Entries from a dataset:
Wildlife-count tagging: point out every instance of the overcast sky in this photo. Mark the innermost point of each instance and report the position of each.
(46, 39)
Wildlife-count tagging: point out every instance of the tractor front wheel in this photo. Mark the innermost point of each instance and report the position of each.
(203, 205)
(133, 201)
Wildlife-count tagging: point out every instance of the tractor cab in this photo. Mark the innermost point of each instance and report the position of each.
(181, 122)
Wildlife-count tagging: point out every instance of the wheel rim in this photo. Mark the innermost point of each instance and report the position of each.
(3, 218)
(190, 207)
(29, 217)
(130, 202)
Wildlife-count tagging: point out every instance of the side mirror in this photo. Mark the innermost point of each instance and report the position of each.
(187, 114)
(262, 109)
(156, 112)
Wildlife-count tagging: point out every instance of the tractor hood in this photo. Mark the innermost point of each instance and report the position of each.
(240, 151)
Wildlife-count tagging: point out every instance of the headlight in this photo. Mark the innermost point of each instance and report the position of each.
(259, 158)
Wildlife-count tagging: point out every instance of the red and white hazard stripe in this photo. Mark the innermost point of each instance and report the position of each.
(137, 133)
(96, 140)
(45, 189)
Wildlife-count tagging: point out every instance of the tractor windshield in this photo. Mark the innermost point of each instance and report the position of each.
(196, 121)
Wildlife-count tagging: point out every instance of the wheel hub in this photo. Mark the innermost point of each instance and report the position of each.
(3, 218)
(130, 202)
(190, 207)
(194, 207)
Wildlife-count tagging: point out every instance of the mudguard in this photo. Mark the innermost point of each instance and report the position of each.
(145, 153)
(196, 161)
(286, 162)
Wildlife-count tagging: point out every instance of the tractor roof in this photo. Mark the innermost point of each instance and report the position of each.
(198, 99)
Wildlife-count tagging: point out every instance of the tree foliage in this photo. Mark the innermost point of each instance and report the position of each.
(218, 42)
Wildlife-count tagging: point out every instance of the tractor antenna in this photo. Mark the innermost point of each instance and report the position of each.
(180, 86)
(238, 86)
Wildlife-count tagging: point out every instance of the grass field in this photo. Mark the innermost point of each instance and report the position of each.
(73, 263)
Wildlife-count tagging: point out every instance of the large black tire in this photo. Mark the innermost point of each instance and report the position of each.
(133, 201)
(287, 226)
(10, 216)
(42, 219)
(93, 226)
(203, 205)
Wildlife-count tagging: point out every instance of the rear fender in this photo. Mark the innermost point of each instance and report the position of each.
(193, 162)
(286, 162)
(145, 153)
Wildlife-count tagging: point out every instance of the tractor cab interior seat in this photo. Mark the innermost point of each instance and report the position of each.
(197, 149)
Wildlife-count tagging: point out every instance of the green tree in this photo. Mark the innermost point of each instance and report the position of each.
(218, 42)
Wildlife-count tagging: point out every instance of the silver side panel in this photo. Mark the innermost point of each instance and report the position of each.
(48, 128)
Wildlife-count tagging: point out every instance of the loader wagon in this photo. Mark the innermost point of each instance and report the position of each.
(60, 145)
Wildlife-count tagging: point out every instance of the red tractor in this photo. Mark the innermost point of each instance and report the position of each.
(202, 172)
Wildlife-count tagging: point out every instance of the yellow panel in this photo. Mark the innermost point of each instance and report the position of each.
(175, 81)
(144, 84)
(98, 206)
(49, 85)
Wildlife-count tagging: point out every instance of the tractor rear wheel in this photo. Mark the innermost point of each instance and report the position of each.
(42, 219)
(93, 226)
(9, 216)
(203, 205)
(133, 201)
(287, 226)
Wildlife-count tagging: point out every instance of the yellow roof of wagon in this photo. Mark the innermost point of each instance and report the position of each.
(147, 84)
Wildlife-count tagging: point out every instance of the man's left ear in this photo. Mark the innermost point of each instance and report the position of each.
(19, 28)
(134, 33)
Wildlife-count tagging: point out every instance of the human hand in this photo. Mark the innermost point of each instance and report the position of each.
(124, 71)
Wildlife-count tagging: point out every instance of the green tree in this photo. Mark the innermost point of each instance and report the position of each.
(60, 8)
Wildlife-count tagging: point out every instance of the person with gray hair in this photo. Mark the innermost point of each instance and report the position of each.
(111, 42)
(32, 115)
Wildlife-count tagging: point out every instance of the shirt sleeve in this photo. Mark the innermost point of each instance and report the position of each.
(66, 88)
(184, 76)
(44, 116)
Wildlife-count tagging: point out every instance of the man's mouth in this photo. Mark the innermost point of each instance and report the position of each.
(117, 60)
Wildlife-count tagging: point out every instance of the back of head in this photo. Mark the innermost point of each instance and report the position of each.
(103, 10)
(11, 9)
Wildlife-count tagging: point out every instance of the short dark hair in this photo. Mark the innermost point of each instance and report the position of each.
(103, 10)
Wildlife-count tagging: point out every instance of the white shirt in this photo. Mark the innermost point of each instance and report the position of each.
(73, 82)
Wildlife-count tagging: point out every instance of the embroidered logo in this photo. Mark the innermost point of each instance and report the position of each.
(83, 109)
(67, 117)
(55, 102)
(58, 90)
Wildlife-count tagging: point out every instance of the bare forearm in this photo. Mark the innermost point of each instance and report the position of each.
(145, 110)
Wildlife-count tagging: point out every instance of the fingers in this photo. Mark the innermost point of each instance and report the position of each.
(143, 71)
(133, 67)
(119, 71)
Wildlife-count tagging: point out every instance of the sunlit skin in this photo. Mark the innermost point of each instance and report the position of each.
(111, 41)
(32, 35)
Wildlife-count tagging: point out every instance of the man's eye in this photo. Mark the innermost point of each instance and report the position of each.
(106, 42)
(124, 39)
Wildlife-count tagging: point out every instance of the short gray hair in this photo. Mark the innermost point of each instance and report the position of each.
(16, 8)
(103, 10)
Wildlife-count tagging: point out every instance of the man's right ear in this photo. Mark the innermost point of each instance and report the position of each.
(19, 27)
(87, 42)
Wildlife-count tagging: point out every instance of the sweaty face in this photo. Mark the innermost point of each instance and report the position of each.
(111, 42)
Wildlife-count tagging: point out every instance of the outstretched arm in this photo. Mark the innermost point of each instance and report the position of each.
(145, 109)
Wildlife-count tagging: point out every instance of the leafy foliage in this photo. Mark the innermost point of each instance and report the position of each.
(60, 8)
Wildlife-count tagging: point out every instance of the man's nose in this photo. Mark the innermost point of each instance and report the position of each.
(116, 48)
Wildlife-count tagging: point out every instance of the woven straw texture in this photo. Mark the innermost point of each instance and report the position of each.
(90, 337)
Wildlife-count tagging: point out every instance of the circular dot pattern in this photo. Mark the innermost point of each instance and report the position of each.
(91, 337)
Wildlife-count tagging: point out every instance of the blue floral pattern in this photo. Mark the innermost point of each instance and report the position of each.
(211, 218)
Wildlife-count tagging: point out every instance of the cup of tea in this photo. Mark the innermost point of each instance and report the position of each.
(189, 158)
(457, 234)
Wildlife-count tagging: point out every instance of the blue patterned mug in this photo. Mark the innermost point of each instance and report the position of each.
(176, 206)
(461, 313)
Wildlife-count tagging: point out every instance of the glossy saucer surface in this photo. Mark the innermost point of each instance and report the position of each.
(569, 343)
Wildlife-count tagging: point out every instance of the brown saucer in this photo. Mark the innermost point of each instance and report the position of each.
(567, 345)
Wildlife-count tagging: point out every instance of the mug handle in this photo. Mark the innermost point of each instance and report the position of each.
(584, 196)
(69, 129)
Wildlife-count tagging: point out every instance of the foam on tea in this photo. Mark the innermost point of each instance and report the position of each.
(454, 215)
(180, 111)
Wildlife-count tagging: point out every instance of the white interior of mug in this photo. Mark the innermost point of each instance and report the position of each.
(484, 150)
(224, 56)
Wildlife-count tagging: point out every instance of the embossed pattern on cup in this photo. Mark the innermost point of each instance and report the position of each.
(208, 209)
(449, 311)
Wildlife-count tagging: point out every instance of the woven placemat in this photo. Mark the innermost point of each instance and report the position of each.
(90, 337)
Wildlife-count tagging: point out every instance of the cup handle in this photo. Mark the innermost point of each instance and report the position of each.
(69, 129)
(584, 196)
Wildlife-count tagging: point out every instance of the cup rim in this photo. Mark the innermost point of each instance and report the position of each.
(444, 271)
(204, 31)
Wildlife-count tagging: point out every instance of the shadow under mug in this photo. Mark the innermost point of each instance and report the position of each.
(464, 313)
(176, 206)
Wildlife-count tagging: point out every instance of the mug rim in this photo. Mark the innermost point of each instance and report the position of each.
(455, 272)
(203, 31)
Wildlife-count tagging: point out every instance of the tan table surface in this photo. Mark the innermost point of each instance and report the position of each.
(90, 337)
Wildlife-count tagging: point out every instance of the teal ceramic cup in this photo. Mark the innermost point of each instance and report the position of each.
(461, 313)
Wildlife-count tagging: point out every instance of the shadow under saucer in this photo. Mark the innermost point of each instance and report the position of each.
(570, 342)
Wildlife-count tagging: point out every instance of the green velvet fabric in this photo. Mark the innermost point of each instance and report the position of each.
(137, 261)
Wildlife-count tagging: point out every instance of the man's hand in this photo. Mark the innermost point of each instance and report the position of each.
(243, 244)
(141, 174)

## Direction
Format everything in the listing above, from the line containing "Wildlife-count tagging: point out every instance of the tan" down to the end, as a JSON list of strings with one string per line and blank lines left out.

## Response for this exercise
[
  "Wildlife-count tagging: point out every instance of the tan table surface in this photo. Mark the innermost point of each instance and report the position of each.",
  "(90, 337)",
  "Wildlife-count tagging: point out every instance of the teal ceramic cup in this photo. Mark the innermost point of each instance and report the position of each.",
  "(461, 313)",
  "Wildlife-count tagging: point out every instance of the shadow under saucer in this photo. Mark the innermost point of each instance and report the position of each.",
  "(570, 342)",
  "Wildlife-count tagging: point out every instance of the green velvet fabric in this photo. Mark the innermost point of each instance and report the position of each.",
  "(137, 261)",
  "Wildlife-count tagging: point out every instance of the man's hand in this photo. Mark the innermost point of each instance and report the position of each.",
  "(243, 244)",
  "(141, 174)"
]